▸ **Records from a collection**

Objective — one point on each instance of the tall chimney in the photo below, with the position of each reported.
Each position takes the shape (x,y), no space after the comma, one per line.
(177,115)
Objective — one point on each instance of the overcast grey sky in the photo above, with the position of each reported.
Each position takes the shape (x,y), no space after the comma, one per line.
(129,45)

--

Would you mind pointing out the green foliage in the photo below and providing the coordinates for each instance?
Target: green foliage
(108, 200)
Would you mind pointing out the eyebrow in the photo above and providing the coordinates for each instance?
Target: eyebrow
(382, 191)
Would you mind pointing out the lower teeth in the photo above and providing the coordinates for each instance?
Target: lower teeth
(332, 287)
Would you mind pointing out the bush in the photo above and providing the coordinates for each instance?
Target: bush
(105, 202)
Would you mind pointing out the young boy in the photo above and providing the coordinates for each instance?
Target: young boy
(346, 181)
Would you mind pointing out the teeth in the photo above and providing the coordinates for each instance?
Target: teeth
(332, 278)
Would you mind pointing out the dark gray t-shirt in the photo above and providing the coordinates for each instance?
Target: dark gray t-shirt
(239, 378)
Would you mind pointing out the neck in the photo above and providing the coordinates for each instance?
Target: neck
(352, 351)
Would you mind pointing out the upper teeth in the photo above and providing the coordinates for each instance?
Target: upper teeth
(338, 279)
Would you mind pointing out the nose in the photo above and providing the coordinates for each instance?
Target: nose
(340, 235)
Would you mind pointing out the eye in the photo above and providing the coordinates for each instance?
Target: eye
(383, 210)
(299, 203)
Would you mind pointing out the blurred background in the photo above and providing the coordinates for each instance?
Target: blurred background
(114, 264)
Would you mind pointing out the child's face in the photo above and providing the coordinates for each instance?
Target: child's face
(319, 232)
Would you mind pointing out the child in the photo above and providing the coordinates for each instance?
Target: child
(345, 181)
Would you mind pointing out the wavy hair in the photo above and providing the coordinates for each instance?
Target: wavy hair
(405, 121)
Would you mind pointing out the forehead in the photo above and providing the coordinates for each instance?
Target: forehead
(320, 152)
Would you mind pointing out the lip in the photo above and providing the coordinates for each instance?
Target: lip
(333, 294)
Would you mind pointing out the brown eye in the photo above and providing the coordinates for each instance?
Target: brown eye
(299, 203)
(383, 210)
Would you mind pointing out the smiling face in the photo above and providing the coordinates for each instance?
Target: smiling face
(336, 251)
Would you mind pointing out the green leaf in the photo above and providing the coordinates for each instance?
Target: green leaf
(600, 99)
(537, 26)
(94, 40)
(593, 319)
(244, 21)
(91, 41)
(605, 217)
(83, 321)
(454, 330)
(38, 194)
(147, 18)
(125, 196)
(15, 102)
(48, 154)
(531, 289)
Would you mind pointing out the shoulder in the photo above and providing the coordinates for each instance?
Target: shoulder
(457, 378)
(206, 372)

▸ **WHAT YOU WILL DO**
The answer must consist of every line in the records above that contains the word "Objective".

▸ **EXERCISE RESULT**
Objective — one point on each instance of the tall chimney in the photo below, with the position of each reported.
Objective — one point on each instance of the overcast grey sky in the photo above, with the position of each reported.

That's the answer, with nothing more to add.